◆ AUFGABENSTELLUNG ◆
Nenne alle verschiedenen Jahreszahlen aus dem Text über die herbstliche Radtour, jede nur einmal und in der Reihenfolge ihres ersten Auftretens.

◆ ZITIERTER TEXT ◆
Herbstliche Radtour auf napoleonischen Spuren

19. Oktober 2022

Wenn der Herbst mal wieder auf der Leiter steht und die Blätter bunt anmalt, ist genau die richtige Zeit, um hinaus zu gehen und ihm bei seiner Arbeit zuzusehen. Natürlich kann man das auch vom Fahrrad aus tun. Der Oktober ist auch der Monat, indem es sich anbietet, mal wieder einige Orte zu besuchen, die Zeugen der kriegerischen Ereignisse zwischen 1806 und 1813 in unserer Gegend waren.

Schwingen wir uns also in den Sattel und los geht es. Start- und Zielpunkt unserer Tour soll der Naumburger Marktplatz sein, hier wo Napoleon nach der gewonnen Doppelschlacht von Jena und Auerstädt am 17. Oktober 1806 im Residenzhaus Quartier machte.

◆ EXTRAHIERTE EINTRÄGE ◆
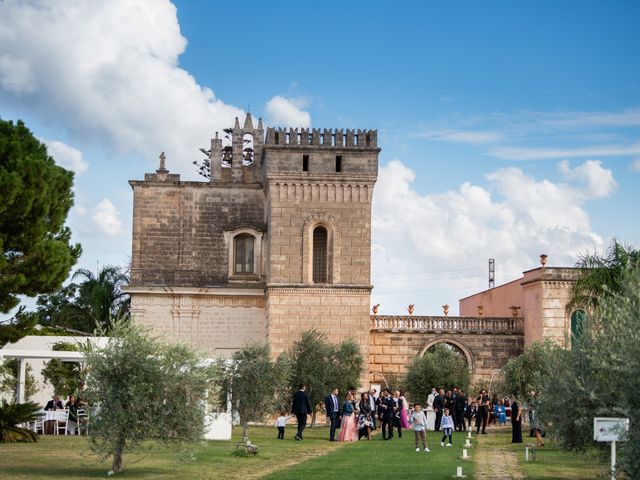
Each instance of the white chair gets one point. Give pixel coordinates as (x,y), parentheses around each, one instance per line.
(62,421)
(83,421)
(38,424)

* * *

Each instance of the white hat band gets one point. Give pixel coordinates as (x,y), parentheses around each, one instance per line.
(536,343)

◆ VOLLSTÄNDIGE ANTWORT ◆
2022, 1806, 1813